**Task to complete**
Set out each line of the records below as a numbered list, leaving out any blank lines.

(Bounding box annotation entries)
※
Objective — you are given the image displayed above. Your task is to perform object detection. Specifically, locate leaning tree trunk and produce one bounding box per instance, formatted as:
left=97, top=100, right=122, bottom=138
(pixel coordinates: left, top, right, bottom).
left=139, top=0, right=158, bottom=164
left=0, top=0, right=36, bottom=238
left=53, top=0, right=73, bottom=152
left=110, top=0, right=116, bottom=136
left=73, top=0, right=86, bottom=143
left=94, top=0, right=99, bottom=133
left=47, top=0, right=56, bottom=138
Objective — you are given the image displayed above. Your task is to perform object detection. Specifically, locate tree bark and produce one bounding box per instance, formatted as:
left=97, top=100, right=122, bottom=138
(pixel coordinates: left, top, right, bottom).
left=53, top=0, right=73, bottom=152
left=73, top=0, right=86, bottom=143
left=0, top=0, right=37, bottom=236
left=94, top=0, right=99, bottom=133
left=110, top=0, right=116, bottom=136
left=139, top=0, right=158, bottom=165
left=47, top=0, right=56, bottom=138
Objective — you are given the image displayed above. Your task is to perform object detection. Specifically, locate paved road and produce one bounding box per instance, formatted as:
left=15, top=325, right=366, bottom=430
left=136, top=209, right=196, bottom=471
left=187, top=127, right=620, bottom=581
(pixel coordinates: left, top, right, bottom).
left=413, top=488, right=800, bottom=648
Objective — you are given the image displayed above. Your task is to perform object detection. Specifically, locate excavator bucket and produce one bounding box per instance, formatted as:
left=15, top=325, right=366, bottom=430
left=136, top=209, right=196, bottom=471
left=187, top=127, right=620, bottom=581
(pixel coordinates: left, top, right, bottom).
※
**Solution**
1. Objective — you are given the image displayed above. Your task is to perform object detection. Specifically, locate leaning tree trunk and produce one bounding box per instance, formatted as:
2. left=97, top=100, right=122, bottom=138
3. (pixel coordinates: left, top, right, bottom).
4. left=139, top=0, right=158, bottom=164
5. left=0, top=0, right=36, bottom=238
6. left=53, top=0, right=73, bottom=152
7. left=110, top=0, right=116, bottom=136
8. left=73, top=0, right=86, bottom=143
9. left=94, top=0, right=99, bottom=133
10. left=47, top=0, right=56, bottom=138
11. Objective — you are given the image displayed above. Your task is to perform object detection. Specifically, locate tree bark and produce one bounding box per instance, formatted as:
12. left=97, top=100, right=122, bottom=138
13. (pixel coordinates: left, top, right, bottom).
14. left=53, top=0, right=73, bottom=152
15. left=73, top=0, right=86, bottom=143
16. left=0, top=0, right=37, bottom=236
17. left=94, top=0, right=99, bottom=133
18. left=110, top=0, right=116, bottom=136
19. left=139, top=0, right=158, bottom=165
20. left=47, top=0, right=56, bottom=138
21. Objective — you are given the image displayed above. Your task is to perform object detection. Specifically, locate paved road and produce one bounding box per instance, formatted as:
22. left=15, top=325, right=366, bottom=430
23. left=136, top=209, right=196, bottom=471
24. left=187, top=127, right=620, bottom=581
25. (pixel coordinates: left, top, right, bottom).
26. left=413, top=488, right=800, bottom=648
27. Objective — you are given the image displayed above. Your task is to perform object detection. Specifically, locate excavator bucket and produce one bounding box per instance, formatted as:
28. left=15, top=325, right=366, bottom=430
29. left=136, top=209, right=196, bottom=471
30. left=187, top=127, right=620, bottom=581
31. (pixel coordinates: left, top, right, bottom).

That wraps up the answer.